### WHAT IS BEING ASKED
Update every one of the items below by replacing "Box coordinates" with "Bounding box" wherever it appears. Keep all other text unchanged.

··········

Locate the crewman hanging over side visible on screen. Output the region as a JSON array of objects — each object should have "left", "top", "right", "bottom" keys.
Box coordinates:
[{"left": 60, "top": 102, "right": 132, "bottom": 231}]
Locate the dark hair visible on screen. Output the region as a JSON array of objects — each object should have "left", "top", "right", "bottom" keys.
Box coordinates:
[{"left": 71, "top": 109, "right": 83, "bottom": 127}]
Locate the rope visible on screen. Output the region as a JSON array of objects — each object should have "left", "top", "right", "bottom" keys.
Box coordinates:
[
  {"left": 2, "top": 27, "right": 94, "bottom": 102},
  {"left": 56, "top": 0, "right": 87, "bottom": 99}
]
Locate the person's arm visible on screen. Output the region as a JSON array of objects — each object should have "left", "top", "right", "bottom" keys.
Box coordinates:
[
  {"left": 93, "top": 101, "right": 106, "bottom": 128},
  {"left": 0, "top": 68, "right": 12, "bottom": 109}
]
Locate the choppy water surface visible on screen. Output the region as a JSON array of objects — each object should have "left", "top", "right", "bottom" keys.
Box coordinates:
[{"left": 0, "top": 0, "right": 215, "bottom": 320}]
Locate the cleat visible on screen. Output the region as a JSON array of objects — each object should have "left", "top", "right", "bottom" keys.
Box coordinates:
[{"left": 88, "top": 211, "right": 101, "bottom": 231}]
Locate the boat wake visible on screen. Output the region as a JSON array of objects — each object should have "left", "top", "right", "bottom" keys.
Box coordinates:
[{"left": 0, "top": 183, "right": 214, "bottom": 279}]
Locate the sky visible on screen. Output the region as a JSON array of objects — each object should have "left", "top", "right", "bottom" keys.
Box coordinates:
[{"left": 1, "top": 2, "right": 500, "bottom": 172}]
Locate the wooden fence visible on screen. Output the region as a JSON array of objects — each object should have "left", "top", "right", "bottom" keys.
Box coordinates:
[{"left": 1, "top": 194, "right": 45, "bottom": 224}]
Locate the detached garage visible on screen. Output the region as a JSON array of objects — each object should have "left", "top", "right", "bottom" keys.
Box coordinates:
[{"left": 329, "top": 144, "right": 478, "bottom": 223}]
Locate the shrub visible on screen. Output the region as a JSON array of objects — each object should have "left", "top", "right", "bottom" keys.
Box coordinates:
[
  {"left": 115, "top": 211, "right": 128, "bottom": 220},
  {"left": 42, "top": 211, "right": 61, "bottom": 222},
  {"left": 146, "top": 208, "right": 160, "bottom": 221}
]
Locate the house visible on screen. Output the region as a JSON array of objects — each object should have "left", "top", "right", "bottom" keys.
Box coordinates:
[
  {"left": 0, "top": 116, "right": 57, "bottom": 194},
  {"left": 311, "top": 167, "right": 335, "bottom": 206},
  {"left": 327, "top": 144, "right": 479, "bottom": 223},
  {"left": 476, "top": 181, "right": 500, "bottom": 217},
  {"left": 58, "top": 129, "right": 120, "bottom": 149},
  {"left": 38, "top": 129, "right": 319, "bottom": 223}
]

··········

### COMPLETE OUTPUT
Locate the crewman hanging over side visible on screen. Output the region as a JSON array of objects — each object should have "left", "top", "right", "bottom" keys.
Bounding box:
[{"left": 60, "top": 102, "right": 132, "bottom": 231}]
Locate the dark hair visible on screen. Output the region as a JSON array of objects — each object should have "left", "top", "right", "bottom" keys.
Bounding box:
[{"left": 71, "top": 109, "right": 83, "bottom": 127}]
Locate the rope visible on screen. Output the region as a JSON array of objects — each object should have "left", "top", "right", "bottom" keys.
Bounding box:
[
  {"left": 2, "top": 27, "right": 94, "bottom": 102},
  {"left": 56, "top": 0, "right": 87, "bottom": 99}
]
Locate the person's arm visible on screen. Output the region as a JSON array of objects — each object should have "left", "top", "right", "bottom" keys.
Bounding box:
[
  {"left": 93, "top": 101, "right": 106, "bottom": 128},
  {"left": 0, "top": 68, "right": 12, "bottom": 109}
]
Locate the choppy water surface visible on screen. Output the region as a JSON array of objects — each object should have "left", "top", "right", "bottom" keys.
Bounding box:
[{"left": 0, "top": 0, "right": 215, "bottom": 320}]
Locate the cleat visible on screen. Output the region as a JSON array of objects — each object should have "left", "top", "right", "bottom" keys.
Bounding box:
[{"left": 88, "top": 211, "right": 101, "bottom": 231}]
Locate the boat wake visible on screen. Output the region as a JSON array of objects — each object should have "left", "top", "right", "bottom" keys.
Bounding box:
[{"left": 0, "top": 183, "right": 214, "bottom": 279}]
Locate the sky visible on screen. Output the region as a JSON array of objects — each object should have "left", "top", "right", "bottom" keys.
Bounding box:
[{"left": 1, "top": 2, "right": 500, "bottom": 172}]
Locate the wooden fence visible on screen. Output the region as a JSON array of objects — each object should have "left", "top", "right", "bottom" keys.
Bounding box:
[{"left": 1, "top": 194, "right": 45, "bottom": 224}]
Locate the detached garage visible on screen. Output the region as a JSON array of objects — each object should have "left", "top", "right", "bottom" keys.
Bounding box:
[{"left": 329, "top": 144, "right": 478, "bottom": 223}]
Locate the shrub visible on screen. Output the region as a JSON array of objects — each object should have "left", "top", "right", "bottom" keys.
Bounding box:
[
  {"left": 115, "top": 211, "right": 128, "bottom": 220},
  {"left": 42, "top": 211, "right": 61, "bottom": 222},
  {"left": 146, "top": 208, "right": 160, "bottom": 221}
]
Locate the house visible on screen. Output the region as a JSON array of objects — each object should have "left", "top", "right", "bottom" keys.
Bounding box:
[
  {"left": 0, "top": 116, "right": 57, "bottom": 194},
  {"left": 311, "top": 167, "right": 335, "bottom": 206},
  {"left": 327, "top": 144, "right": 479, "bottom": 223},
  {"left": 476, "top": 181, "right": 500, "bottom": 217},
  {"left": 58, "top": 129, "right": 120, "bottom": 149},
  {"left": 38, "top": 129, "right": 319, "bottom": 223}
]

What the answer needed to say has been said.